• [Tarefa a] Diga se cada afirmação abaixo está de acordo com o texto sobre o acervo do Geledés. Responda sim ou não a cada uma, citando literalmente as palavras do texto que decidem a questão. (i) O acervo trata apenas de questões da saúde da mulher. (ii) Os professores Aldair Rodrigues e Mário Medeiros trazem para a Unicamp a oportunidade de mais conhecimento. (iii) O agradecimento é feito à generosidade do Geledés.

── Texto para leitura ──

O acervo, em sua opinião, aponta para questões da saúde da mulher, que muito interessam, mas também, questões de participação política, artística e toda a complexidade das ações em diferentes momentos da vida do país. “Precisamos estudar, aprender e ensinar a história dessas brasileiras e brasileiros que contribuíram para o que somos hoje. Fica um enorme agradecimento à generosidade do Geledés e ao empenho e compromisso dos professores Aldair Rodrigues e Mário Medeiros, que trazem para a Unicamp a oportunidade de mais conhecimento que nos guie na tarefa de continuar a construção de justiça e direitos para todos.”, declara.

───
── Linhas de dados ──

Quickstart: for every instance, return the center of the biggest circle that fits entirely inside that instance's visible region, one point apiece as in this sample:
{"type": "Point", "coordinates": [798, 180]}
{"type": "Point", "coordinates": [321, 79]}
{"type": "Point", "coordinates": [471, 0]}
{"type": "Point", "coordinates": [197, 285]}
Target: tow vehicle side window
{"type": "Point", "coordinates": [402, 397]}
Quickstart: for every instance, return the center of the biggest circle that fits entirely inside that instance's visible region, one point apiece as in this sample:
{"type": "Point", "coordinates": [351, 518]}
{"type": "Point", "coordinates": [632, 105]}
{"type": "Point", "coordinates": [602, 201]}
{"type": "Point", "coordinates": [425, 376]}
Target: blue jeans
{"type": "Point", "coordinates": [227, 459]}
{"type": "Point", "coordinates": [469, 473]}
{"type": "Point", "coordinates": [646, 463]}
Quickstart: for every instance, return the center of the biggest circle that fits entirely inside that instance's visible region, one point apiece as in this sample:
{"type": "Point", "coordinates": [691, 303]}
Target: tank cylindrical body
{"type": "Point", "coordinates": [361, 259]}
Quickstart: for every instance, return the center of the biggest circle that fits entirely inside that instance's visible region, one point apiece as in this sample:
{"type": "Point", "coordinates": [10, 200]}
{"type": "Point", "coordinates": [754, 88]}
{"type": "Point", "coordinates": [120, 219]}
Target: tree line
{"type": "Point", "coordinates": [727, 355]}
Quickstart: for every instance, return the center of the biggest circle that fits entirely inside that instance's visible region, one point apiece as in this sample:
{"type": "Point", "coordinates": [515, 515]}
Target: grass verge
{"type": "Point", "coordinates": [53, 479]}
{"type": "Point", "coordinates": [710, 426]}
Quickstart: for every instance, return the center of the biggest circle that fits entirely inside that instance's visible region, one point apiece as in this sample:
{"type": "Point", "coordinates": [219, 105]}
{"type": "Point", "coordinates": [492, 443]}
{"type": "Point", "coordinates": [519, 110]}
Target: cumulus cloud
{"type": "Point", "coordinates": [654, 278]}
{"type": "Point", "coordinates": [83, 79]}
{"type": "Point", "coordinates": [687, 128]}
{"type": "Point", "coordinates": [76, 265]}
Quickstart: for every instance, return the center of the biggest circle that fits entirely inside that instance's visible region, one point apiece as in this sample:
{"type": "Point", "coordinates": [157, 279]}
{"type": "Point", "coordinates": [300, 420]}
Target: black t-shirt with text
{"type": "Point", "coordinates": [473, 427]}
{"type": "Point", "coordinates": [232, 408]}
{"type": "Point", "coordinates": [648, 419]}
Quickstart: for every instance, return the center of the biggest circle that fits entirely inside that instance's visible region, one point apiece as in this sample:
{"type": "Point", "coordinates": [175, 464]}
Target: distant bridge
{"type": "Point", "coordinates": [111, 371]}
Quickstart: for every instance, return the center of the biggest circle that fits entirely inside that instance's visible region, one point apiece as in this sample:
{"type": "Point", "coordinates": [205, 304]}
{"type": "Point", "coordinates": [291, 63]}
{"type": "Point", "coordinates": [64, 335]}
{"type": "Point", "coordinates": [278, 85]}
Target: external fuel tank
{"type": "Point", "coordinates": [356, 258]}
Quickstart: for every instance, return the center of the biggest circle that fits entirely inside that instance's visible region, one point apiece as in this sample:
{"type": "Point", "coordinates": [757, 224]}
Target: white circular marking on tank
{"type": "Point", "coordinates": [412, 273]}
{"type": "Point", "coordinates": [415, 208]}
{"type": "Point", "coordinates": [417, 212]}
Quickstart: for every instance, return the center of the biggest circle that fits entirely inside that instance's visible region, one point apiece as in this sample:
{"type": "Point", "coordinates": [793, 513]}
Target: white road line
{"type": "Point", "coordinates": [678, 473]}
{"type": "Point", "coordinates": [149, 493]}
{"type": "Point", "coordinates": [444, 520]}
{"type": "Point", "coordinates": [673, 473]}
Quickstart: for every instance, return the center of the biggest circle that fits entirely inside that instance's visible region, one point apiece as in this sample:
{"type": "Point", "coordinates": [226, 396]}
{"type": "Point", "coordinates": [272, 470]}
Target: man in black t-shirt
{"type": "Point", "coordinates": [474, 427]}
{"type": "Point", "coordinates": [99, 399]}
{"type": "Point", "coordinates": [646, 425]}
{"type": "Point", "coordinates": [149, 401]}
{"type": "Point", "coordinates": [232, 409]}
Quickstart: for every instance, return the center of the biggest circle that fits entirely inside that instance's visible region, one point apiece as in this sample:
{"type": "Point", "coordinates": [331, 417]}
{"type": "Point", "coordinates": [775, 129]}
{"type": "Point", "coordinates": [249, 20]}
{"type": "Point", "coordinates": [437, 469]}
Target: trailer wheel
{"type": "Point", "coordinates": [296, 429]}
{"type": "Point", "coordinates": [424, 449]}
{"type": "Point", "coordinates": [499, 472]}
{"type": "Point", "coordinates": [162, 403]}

───

• [Tarefa b] Relate todas as linhas acima que contêm a palavra "tank" e copie cada uma por inteiro. Leve em conta a diferença entre maiúsculas e minúsculas.

• [Resposta a]
(i) Não: "mas também, questões de participação política, artística e toda a complexidade das ações em diferentes momentos da vida do país"
(ii) Sim: "dos professores Aldair Rodrigues e Mário Medeiros, que trazem para a Unicamp a oportunidade de mais conhecimento"
(iii) Sim: "Fica um enorme agradecimento à generosidade do Geledés"

• [Resposta b]
Target: tank cylindrical body
Target: external fuel tank
Target: white circular marking on tank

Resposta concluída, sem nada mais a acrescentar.